Showing posts with label Maskelyne. Show all posts
Showing posts with label Maskelyne. Show all posts

Thursday, February 22, 2018

David Devant's Anniversary

David Devant was born 150 years ago Feb 22, 1868. He was known as England's Greatest Magician. For some reason, his name is not as well known in the United States. I think a certain segment of magicians know him, mostly the illusionists, and magic historians. But other branches of the art aren't  so familiar with his name.

I first became familiar with the name by seeing his magic posters. The one at the top of the page is probably the most iconic Devant poster. And does this poster ever speak volumes.  In a single poster, the artist has captured, people of all ages laughing. There are children in the image, women, men of all shapes and sizes, even a wounded soldier is depicted. I should point out, there are a couple people in the audience with a scowl on their face, that's pretty typical too. And Devant's catchphrase, "All Done By Kindness." Wow, does that speak volumes. Today, in our super cynical society, kindness seems to be a thing of the past. But Devant clearly had command of this group of people.

§ GIVEN TASK A
For each statement about the post on David Devant, answer yes or no and quote the words from the post that decide it: (i) Devant was born on Feb 22, 1868. (ii) The poster shows only adults. (iii) Everyone in the poster's audience is laughing.
§ GIVEN TASK B
Continue the post about David Devant, starting after its final sentence.

§ Data listing

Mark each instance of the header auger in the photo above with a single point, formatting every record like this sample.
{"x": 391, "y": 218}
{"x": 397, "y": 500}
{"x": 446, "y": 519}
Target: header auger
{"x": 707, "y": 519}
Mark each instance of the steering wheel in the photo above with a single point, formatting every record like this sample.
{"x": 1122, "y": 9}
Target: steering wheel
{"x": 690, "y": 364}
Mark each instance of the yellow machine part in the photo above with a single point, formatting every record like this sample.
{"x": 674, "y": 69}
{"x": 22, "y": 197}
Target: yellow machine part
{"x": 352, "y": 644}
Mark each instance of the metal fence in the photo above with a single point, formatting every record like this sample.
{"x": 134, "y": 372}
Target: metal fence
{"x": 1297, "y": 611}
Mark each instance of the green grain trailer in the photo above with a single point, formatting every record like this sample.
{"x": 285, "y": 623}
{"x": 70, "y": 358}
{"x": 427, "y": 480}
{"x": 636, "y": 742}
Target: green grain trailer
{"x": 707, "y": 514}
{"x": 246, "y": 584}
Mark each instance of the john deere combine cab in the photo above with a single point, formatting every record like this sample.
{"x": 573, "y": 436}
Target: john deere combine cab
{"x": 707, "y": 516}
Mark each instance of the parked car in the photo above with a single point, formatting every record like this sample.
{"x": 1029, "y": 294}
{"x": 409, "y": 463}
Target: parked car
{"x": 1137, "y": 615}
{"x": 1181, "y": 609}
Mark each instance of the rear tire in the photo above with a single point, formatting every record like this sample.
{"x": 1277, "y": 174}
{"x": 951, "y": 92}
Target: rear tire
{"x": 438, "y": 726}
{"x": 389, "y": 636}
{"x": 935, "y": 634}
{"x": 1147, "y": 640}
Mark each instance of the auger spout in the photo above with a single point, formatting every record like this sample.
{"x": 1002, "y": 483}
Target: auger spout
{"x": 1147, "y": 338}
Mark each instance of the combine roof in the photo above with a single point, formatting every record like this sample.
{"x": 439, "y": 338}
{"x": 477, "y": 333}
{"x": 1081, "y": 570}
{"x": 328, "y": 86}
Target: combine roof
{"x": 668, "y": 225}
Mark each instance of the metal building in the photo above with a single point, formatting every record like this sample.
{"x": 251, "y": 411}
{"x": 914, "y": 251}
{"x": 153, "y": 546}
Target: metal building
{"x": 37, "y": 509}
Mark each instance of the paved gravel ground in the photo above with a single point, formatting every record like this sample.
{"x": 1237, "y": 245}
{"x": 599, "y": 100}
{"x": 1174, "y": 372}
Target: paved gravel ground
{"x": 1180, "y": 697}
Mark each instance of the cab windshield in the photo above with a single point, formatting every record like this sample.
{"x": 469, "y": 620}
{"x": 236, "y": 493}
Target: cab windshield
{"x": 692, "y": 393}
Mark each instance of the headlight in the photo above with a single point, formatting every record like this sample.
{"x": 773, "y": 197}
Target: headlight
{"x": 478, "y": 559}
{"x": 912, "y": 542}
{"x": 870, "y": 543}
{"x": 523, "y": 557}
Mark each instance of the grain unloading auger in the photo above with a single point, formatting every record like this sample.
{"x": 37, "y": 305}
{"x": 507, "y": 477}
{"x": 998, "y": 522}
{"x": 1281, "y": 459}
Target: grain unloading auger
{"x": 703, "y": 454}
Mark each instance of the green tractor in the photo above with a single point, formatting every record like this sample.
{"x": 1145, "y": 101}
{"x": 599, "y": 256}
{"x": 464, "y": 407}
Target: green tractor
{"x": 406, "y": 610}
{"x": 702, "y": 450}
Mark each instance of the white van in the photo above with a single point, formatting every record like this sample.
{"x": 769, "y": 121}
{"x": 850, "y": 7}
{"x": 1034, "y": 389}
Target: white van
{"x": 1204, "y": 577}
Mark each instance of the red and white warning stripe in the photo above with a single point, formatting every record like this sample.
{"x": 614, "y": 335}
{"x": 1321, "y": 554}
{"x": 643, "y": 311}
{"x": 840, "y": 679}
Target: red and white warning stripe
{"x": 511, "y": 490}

§ WRITTEN ANSWER A
(i) Yes: "David Devant was born 150 years ago Feb 22, 1868."
(ii) No: "There are children in the image, women, men of all shapes and sizes, even a wounded soldier is depicted."
(iii) No: "there are a couple people in the audience with a scowl on their face"

§ WRITTEN ANSWER B
David Devant was born in 1868, as David Wighton in Holloway, London. He became interested in magic as a boy after seeing a traveling magician.  It's said that his choice of the name 'Devant' came about during a visit to an art gallery with his father. There was a painting with the title "David devants Goliath. Right then and there he chose that name, Devant. Devant was a triple threat,  he was an inventor of illusions, a performer of magic, and one of the early demonstrators of film. In the invention department, there are many. For example, The Artists Dream Illusion(1893), The Inexhaustible TeaKettle, Biff-The Vanishing Motorcycle(1913), The Golliwog Ball, and his crowning achievement, The Mascot Moth(1905). In regards to The Golliwog Ball, this was his interpretation of Harry Kellar's Demon Globe trick. Kellar's version was very complicated and difficult to perform. Devant worked out a deal with Kellar that if he could find a simpler method, he would share it with Kellar on the grounds he had Kellar's blessing to perform it. Needless to say, the Devant method was far easier and far more mystifying. I wonder if Teller's Red Ball illusion is his version of the Devant trick?

In the performing department, well he was already a successful entertainer by the time he partnered with J.N. Maskelyene. It doesn't hurt having your own magic theatre to present magic and in Devant's case, magic plays. The Artist's Dream is an perfect example. I can't recall where I first heard or read about The Artist's Dream, but it captivated my attention from the start. I've seen several modern day recreations of the illusion, some are quite good, some are not. In the effect, the magician plays the part of a painter. He has just painted his recently deceased wife on canvas. He covers the magic in order to step down and nap. As he sleeps, the image comes to life and steps from from the canvas.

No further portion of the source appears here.